GIVEN REQUEST =
Find each line of the material that contains the word "white" and copy those lines.
* Start MATERIAL PROVIDED *
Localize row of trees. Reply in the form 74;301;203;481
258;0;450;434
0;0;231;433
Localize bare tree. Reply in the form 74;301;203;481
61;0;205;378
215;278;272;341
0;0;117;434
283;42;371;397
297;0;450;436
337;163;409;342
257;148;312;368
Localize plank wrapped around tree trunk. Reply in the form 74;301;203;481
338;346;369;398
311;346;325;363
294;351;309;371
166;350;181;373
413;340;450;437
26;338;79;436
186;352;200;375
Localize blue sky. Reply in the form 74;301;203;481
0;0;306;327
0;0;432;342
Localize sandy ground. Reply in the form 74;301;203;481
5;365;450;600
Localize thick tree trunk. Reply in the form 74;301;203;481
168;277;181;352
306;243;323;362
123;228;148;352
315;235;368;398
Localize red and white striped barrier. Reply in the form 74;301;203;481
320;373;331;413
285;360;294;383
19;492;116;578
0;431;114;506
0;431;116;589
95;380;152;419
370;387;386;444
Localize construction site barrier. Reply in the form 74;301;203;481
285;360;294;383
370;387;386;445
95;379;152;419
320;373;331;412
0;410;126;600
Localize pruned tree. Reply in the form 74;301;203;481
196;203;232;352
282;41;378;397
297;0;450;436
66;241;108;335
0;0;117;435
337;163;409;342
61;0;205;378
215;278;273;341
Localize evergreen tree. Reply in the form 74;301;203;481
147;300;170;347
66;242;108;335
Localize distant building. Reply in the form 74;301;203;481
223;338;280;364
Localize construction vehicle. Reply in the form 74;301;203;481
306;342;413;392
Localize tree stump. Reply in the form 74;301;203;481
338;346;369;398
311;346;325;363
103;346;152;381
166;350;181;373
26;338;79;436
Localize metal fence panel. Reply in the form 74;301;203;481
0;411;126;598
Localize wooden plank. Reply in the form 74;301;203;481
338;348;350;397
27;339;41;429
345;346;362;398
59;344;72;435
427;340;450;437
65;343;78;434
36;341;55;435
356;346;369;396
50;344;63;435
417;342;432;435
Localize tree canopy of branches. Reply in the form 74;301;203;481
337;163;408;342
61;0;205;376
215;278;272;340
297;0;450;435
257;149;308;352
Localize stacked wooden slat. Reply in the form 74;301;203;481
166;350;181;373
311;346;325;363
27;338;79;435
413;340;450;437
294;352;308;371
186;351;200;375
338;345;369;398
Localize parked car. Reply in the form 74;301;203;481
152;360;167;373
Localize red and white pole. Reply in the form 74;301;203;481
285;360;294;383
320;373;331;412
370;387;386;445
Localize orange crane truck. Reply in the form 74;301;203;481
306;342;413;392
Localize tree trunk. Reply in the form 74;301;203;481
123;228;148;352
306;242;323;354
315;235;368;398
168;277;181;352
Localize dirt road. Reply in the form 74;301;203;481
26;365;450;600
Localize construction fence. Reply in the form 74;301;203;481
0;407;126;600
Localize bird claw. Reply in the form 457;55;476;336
* End MATERIAL PROVIDED *
TASK SOLUTION =
Localize red and white striped barrier. Reply in the form 74;301;203;481
Localize red and white pole. Reply in the form 74;301;203;481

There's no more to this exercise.